--- start of Raw records ---

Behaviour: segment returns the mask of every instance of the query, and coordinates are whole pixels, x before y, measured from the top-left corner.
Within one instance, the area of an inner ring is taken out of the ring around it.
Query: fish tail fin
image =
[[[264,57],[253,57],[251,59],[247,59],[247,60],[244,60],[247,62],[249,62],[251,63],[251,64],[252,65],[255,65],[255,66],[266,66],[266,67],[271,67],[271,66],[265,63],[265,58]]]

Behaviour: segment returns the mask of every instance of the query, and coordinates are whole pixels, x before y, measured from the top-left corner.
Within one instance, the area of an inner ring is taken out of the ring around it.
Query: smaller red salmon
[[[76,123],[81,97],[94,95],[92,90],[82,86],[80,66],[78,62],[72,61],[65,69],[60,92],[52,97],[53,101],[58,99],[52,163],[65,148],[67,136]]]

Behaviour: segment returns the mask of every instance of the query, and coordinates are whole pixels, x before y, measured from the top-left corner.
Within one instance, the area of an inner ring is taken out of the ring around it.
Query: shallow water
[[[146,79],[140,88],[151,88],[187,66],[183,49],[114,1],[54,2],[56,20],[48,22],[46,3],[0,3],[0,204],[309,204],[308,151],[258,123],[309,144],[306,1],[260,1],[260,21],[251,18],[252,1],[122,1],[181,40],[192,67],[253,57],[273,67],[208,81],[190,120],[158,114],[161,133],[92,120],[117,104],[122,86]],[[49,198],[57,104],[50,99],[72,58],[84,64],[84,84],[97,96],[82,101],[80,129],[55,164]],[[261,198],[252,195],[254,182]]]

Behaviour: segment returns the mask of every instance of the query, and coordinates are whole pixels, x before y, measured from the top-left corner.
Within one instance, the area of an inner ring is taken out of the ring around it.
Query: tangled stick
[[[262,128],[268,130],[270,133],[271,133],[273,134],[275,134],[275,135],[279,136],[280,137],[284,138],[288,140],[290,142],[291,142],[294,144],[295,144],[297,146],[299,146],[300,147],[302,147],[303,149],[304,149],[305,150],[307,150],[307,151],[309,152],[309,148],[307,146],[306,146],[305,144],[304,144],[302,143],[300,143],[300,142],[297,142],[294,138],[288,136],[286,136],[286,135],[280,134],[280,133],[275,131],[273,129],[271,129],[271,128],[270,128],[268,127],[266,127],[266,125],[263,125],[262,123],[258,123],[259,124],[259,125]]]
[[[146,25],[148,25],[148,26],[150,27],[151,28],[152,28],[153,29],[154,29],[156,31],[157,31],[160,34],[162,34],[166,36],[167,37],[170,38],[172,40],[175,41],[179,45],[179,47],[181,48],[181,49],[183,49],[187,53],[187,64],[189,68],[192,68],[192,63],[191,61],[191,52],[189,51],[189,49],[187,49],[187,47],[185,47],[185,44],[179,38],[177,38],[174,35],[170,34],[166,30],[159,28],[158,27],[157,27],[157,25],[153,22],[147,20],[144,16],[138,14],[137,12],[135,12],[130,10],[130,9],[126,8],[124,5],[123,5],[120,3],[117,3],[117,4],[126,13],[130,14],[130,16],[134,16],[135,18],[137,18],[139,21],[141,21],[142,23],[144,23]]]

--- end of Raw records ---
--- start of Raw records ---

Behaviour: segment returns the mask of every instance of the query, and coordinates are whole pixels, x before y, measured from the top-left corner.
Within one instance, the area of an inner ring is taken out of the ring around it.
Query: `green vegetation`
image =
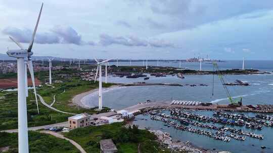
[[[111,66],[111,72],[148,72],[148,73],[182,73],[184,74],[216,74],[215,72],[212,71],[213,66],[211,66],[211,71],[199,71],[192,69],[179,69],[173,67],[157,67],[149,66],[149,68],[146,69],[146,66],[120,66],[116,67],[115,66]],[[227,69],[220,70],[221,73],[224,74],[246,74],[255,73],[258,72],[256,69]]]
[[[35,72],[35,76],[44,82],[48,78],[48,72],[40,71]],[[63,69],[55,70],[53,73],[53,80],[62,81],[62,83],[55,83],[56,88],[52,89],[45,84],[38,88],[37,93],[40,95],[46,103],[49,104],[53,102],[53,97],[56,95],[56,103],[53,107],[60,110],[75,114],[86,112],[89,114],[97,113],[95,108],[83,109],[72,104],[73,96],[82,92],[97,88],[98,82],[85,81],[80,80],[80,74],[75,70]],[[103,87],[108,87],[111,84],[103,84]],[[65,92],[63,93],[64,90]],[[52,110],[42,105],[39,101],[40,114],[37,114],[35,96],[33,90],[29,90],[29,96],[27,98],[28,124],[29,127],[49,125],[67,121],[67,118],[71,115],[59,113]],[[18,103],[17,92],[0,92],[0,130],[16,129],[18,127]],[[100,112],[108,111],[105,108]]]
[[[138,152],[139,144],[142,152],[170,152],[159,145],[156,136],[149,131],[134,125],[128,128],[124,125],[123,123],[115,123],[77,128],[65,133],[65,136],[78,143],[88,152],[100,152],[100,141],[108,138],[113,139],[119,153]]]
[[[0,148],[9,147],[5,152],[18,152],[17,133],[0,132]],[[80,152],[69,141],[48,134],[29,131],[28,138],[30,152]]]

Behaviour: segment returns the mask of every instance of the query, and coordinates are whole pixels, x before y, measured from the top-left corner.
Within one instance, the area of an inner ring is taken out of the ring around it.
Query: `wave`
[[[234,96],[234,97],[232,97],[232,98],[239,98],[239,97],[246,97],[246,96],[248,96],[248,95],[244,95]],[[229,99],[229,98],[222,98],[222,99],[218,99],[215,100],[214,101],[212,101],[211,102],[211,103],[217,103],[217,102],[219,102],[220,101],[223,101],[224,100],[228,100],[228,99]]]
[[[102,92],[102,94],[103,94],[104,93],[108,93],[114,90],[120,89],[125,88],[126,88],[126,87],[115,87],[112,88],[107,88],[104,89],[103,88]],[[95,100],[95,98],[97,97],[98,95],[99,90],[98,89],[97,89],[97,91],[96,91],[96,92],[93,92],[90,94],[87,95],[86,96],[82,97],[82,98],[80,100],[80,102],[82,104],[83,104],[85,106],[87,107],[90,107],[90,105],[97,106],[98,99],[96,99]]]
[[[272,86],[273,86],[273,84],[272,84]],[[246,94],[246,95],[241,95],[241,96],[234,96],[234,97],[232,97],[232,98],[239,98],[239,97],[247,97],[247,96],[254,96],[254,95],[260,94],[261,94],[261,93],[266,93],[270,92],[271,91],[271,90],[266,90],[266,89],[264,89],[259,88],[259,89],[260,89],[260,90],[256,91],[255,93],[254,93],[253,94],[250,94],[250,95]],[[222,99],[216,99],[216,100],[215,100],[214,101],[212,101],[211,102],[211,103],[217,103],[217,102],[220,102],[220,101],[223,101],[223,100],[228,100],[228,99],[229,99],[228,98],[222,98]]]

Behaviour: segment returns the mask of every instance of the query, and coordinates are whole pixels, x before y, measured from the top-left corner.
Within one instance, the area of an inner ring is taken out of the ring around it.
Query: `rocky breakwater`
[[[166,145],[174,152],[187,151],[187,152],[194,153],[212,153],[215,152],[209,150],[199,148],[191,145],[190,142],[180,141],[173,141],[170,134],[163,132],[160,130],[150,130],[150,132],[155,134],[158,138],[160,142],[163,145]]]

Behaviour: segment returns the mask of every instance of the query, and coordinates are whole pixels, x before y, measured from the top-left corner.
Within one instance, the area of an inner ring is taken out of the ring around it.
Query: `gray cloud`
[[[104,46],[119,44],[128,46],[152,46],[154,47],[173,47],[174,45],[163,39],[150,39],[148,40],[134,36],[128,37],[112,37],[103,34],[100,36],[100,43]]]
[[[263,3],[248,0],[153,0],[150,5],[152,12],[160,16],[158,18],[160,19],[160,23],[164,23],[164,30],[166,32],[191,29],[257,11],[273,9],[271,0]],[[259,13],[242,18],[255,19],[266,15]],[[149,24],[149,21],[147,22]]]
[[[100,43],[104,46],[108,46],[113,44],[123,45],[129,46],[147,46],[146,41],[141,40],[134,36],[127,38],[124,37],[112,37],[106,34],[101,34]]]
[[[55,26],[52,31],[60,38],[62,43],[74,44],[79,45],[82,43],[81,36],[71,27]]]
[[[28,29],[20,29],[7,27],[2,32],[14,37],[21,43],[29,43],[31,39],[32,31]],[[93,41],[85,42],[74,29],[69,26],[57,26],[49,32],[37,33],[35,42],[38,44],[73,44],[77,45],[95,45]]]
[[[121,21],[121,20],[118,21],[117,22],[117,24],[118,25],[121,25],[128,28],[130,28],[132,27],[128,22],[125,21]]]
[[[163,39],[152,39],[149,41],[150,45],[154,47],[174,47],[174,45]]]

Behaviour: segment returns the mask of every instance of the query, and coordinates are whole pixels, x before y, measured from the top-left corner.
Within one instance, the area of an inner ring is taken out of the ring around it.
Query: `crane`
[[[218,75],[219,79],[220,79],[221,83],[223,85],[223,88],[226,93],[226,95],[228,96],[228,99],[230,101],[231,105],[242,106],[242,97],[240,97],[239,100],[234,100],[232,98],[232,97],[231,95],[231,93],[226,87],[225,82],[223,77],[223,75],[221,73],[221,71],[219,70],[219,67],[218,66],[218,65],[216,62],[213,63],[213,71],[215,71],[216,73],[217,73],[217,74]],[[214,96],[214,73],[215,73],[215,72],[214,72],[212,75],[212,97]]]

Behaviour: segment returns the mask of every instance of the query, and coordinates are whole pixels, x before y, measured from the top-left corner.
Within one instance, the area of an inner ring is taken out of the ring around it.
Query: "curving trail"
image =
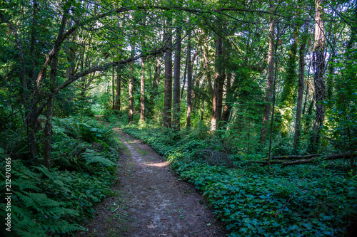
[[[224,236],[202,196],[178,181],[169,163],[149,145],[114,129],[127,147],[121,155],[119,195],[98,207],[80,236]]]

--- end of Raw records ---
--- start of Raw records ---

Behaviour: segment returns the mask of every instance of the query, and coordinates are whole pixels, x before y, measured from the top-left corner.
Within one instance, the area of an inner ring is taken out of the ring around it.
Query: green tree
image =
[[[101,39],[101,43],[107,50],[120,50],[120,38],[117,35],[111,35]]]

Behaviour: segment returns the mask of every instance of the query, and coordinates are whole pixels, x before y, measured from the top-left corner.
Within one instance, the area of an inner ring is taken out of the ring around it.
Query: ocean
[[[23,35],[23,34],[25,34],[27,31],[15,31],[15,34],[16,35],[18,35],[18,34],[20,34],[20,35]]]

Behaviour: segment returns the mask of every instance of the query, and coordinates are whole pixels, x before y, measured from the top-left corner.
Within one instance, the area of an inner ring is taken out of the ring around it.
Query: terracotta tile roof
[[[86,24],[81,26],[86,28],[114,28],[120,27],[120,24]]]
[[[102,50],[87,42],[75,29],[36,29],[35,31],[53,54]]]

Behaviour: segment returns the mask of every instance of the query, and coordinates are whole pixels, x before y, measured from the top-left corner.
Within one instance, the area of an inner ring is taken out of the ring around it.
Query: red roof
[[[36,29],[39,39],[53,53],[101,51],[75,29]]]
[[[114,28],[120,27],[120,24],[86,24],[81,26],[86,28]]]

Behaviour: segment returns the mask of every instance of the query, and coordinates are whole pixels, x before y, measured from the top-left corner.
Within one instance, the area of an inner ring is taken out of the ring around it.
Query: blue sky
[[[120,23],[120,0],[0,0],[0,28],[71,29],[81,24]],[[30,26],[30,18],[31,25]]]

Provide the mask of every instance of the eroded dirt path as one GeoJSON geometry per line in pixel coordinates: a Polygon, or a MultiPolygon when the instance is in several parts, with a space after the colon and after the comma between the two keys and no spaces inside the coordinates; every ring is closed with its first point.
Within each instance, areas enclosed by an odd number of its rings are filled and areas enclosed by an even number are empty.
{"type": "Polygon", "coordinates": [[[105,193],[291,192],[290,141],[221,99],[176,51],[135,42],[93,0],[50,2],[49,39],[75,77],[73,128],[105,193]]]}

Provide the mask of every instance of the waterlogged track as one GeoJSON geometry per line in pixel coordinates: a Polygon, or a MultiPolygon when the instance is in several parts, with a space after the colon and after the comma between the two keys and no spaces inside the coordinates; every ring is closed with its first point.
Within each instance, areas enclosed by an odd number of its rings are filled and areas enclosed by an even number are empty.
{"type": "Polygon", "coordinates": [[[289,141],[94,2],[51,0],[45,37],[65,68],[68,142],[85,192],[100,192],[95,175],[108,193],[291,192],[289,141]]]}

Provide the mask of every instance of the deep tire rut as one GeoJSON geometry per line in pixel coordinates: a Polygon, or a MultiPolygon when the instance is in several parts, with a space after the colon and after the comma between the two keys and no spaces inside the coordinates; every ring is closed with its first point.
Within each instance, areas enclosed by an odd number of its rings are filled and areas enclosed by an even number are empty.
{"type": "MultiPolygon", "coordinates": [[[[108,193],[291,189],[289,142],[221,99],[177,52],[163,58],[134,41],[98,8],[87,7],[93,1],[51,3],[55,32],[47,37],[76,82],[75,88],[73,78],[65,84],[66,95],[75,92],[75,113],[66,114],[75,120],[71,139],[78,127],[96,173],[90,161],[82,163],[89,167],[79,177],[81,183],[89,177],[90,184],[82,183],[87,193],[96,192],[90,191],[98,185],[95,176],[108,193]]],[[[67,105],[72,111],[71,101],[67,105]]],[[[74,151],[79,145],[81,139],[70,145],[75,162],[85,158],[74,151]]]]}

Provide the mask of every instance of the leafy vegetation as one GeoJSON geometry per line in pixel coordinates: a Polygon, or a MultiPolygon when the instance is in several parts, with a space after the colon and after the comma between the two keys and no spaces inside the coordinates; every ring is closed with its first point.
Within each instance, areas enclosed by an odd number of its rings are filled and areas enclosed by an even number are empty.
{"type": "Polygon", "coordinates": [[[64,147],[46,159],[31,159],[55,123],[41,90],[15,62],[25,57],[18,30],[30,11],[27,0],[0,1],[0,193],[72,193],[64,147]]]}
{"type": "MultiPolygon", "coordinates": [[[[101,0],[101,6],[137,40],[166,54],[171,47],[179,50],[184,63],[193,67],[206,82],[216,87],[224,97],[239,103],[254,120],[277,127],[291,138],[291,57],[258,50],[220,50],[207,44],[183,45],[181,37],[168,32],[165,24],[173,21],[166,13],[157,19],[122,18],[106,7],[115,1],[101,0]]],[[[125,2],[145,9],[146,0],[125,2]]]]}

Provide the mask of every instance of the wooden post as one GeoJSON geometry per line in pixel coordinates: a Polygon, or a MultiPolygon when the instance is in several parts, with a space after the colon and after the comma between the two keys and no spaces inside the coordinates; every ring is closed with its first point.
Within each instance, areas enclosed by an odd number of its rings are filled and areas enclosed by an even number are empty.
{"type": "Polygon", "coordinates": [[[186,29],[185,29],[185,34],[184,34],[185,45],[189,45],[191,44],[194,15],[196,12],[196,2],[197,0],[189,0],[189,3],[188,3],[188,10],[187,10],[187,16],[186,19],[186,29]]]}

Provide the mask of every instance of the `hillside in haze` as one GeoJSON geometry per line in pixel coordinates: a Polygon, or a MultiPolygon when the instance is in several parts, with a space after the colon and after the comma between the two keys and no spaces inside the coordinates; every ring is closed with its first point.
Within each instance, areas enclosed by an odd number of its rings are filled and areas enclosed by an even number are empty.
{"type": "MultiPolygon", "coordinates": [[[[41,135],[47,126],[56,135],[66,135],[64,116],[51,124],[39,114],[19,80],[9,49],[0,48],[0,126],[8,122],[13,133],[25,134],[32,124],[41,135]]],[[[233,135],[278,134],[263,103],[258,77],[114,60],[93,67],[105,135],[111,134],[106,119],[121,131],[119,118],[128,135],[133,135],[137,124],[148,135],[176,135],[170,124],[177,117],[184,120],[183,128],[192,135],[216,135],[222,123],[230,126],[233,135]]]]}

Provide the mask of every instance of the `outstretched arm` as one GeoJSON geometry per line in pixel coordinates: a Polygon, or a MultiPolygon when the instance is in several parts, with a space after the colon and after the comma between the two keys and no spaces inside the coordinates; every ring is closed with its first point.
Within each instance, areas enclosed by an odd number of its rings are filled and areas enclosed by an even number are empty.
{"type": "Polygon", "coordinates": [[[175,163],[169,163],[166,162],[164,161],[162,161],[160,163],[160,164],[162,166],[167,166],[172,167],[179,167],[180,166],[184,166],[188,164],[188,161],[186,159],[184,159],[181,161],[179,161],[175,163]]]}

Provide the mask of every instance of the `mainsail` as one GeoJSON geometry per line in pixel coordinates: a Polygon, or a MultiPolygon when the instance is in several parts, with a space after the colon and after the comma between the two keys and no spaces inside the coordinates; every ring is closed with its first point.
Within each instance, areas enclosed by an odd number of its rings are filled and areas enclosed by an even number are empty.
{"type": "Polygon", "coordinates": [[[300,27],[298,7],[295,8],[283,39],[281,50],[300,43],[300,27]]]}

--- end of Raw records ---

**Work to be completed**: Gather every line of the rows that contains the word "roof", matching case exactly.

**In response**:
Query: terracotta tile roof
Query: red roof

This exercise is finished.